- **Given task**
List each line of the rows below that contains the word "instance".

- **Material provided**
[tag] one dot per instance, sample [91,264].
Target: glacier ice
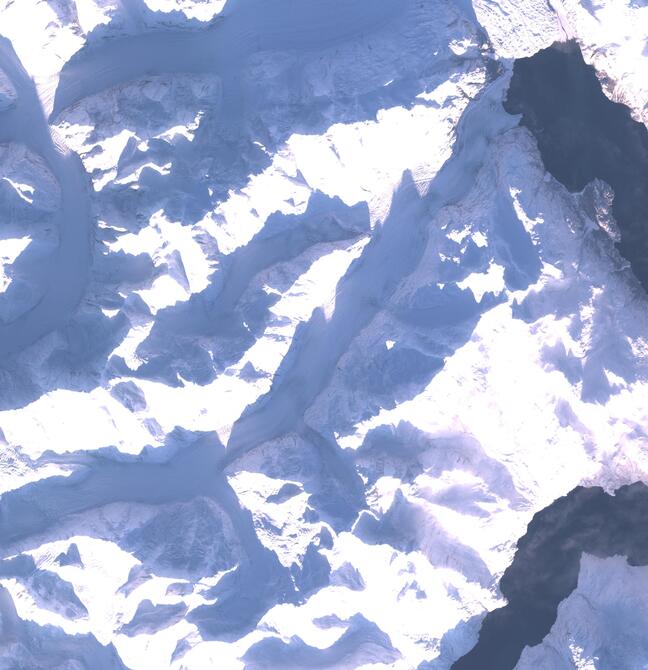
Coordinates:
---
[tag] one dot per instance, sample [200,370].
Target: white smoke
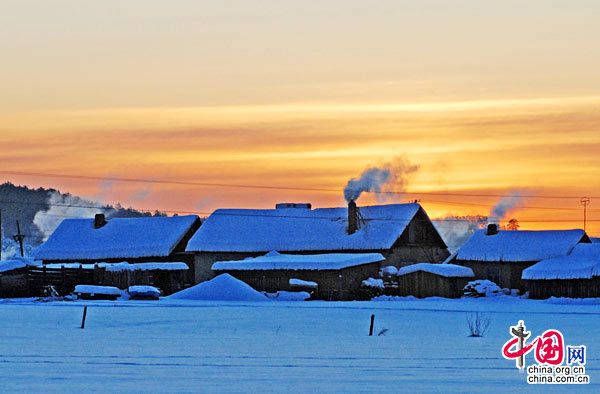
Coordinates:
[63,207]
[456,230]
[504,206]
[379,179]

- **Reply**
[tag] one dot per instance, sample [91,264].
[tag] one dot per instance, sample [200,370].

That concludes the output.